■ Brief ■
Rewrite the lines from the one containing "Looking for: parked white car" through the end of the entries, changing "white car" to "silver car" and leaving everything else as is.

[Entries from a data source]
[Begin]

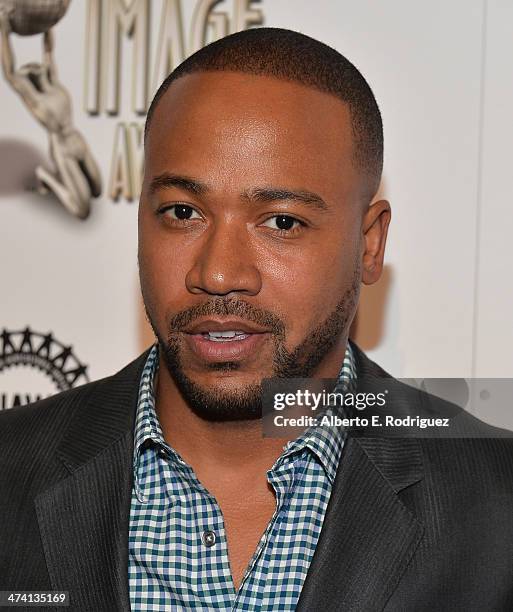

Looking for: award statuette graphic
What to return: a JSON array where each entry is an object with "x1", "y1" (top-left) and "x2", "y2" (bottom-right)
[{"x1": 0, "y1": 0, "x2": 102, "y2": 219}]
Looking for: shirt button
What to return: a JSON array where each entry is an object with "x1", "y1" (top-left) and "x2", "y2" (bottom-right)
[{"x1": 201, "y1": 531, "x2": 216, "y2": 548}]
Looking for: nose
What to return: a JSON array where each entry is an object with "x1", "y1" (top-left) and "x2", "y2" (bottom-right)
[{"x1": 185, "y1": 219, "x2": 262, "y2": 296}]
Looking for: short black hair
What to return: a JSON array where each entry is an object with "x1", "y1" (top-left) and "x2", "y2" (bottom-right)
[{"x1": 144, "y1": 28, "x2": 383, "y2": 197}]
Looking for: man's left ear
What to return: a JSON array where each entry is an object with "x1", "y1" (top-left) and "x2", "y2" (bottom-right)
[{"x1": 362, "y1": 200, "x2": 392, "y2": 285}]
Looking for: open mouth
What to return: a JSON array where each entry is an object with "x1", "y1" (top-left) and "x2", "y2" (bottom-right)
[{"x1": 201, "y1": 331, "x2": 251, "y2": 342}]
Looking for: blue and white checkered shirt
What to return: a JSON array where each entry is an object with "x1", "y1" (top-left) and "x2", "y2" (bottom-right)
[{"x1": 128, "y1": 344, "x2": 356, "y2": 612}]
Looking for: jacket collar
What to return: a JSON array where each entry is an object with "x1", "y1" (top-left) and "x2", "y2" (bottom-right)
[
  {"x1": 35, "y1": 343, "x2": 423, "y2": 611},
  {"x1": 35, "y1": 351, "x2": 148, "y2": 612}
]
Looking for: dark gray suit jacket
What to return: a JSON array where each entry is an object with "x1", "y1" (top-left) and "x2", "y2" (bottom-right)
[{"x1": 0, "y1": 344, "x2": 513, "y2": 612}]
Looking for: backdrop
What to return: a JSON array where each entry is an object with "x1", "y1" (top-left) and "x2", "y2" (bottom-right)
[{"x1": 0, "y1": 0, "x2": 513, "y2": 426}]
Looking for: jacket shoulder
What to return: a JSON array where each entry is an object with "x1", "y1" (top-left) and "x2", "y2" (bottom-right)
[{"x1": 0, "y1": 351, "x2": 148, "y2": 463}]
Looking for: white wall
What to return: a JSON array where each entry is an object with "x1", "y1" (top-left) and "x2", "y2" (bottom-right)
[{"x1": 0, "y1": 0, "x2": 513, "y2": 412}]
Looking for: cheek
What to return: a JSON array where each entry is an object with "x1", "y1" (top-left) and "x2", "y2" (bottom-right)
[{"x1": 260, "y1": 240, "x2": 359, "y2": 334}]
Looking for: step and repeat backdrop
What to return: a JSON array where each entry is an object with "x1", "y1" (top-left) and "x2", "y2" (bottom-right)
[{"x1": 0, "y1": 0, "x2": 513, "y2": 427}]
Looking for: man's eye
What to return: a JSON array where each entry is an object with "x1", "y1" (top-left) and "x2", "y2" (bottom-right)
[
  {"x1": 162, "y1": 204, "x2": 201, "y2": 221},
  {"x1": 263, "y1": 215, "x2": 304, "y2": 232}
]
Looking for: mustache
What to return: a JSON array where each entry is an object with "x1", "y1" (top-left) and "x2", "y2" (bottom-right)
[{"x1": 169, "y1": 298, "x2": 285, "y2": 338}]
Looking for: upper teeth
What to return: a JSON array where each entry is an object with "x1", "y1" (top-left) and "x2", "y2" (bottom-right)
[{"x1": 207, "y1": 331, "x2": 244, "y2": 338}]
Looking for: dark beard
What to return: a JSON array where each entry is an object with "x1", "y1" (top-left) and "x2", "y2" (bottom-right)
[{"x1": 148, "y1": 267, "x2": 360, "y2": 422}]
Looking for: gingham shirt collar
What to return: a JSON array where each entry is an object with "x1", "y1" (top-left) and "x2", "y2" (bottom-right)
[{"x1": 133, "y1": 342, "x2": 357, "y2": 503}]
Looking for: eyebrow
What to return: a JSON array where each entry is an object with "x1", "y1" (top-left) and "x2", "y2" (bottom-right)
[
  {"x1": 149, "y1": 172, "x2": 328, "y2": 210},
  {"x1": 149, "y1": 172, "x2": 208, "y2": 195},
  {"x1": 243, "y1": 187, "x2": 328, "y2": 210}
]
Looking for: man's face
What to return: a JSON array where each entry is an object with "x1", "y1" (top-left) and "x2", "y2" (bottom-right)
[{"x1": 139, "y1": 72, "x2": 386, "y2": 420}]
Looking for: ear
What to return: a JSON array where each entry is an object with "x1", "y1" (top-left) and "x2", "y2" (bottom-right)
[{"x1": 362, "y1": 200, "x2": 392, "y2": 285}]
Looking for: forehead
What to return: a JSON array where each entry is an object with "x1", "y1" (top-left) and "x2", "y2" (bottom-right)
[{"x1": 145, "y1": 72, "x2": 355, "y2": 197}]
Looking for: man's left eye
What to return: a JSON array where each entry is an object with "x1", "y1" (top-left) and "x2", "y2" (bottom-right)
[{"x1": 263, "y1": 215, "x2": 302, "y2": 231}]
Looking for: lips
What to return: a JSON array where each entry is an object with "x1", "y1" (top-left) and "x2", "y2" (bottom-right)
[
  {"x1": 183, "y1": 319, "x2": 269, "y2": 334},
  {"x1": 184, "y1": 319, "x2": 269, "y2": 362}
]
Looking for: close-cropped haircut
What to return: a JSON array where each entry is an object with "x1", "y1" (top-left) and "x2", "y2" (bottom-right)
[{"x1": 144, "y1": 28, "x2": 383, "y2": 195}]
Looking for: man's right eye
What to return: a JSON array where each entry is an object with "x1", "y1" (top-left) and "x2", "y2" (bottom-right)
[{"x1": 159, "y1": 204, "x2": 201, "y2": 221}]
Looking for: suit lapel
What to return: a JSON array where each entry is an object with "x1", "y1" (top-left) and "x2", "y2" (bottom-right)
[
  {"x1": 297, "y1": 438, "x2": 423, "y2": 612},
  {"x1": 35, "y1": 353, "x2": 147, "y2": 611},
  {"x1": 297, "y1": 344, "x2": 423, "y2": 612}
]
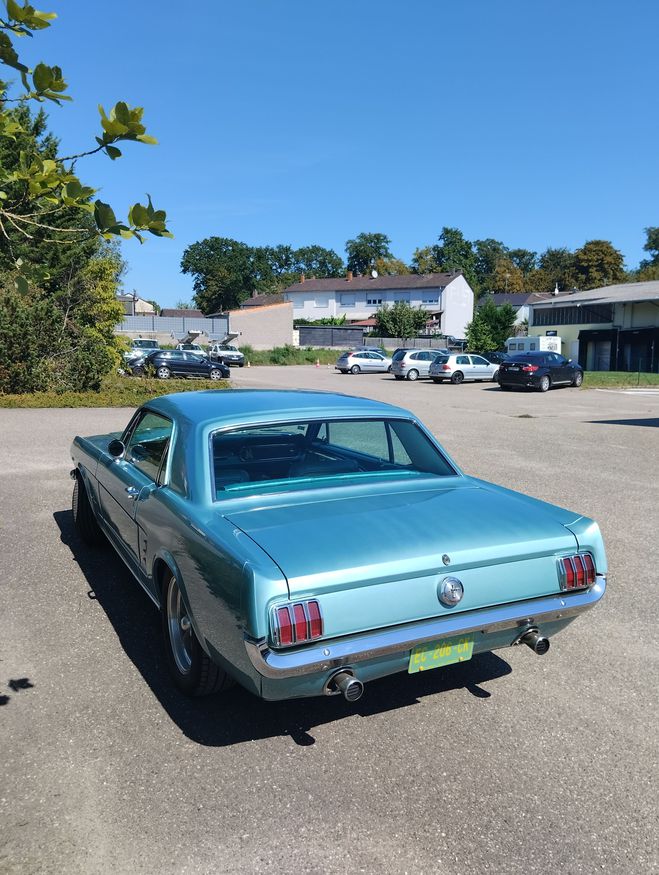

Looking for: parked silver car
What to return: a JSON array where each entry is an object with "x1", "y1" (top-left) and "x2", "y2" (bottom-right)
[
  {"x1": 430, "y1": 353, "x2": 499, "y2": 384},
  {"x1": 334, "y1": 349, "x2": 391, "y2": 374},
  {"x1": 391, "y1": 349, "x2": 437, "y2": 380}
]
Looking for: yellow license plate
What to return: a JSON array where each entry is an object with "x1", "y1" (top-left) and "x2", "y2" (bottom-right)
[{"x1": 407, "y1": 635, "x2": 474, "y2": 674}]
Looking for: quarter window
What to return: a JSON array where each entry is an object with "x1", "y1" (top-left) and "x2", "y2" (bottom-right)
[{"x1": 125, "y1": 410, "x2": 173, "y2": 482}]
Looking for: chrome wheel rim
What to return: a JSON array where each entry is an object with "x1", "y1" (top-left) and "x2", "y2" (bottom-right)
[{"x1": 166, "y1": 577, "x2": 194, "y2": 675}]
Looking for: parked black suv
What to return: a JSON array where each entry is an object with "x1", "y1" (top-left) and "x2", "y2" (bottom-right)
[
  {"x1": 499, "y1": 352, "x2": 583, "y2": 392},
  {"x1": 129, "y1": 349, "x2": 230, "y2": 380}
]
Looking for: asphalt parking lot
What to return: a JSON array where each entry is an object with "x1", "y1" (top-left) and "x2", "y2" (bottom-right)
[{"x1": 0, "y1": 367, "x2": 659, "y2": 875}]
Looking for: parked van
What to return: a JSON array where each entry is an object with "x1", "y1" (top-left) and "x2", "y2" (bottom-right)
[{"x1": 506, "y1": 334, "x2": 562, "y2": 355}]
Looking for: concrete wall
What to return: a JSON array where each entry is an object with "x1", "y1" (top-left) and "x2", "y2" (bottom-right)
[{"x1": 229, "y1": 301, "x2": 293, "y2": 349}]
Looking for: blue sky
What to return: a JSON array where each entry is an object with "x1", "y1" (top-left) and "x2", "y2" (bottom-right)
[{"x1": 12, "y1": 0, "x2": 659, "y2": 306}]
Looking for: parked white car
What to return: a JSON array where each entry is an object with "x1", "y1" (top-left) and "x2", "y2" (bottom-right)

[End]

■ Reply to the exercise ■
Looking for: parked silver car
What to return: a JSON array where each entry is an object with "x1", "y1" (top-left) and "x2", "y2" (bottom-right)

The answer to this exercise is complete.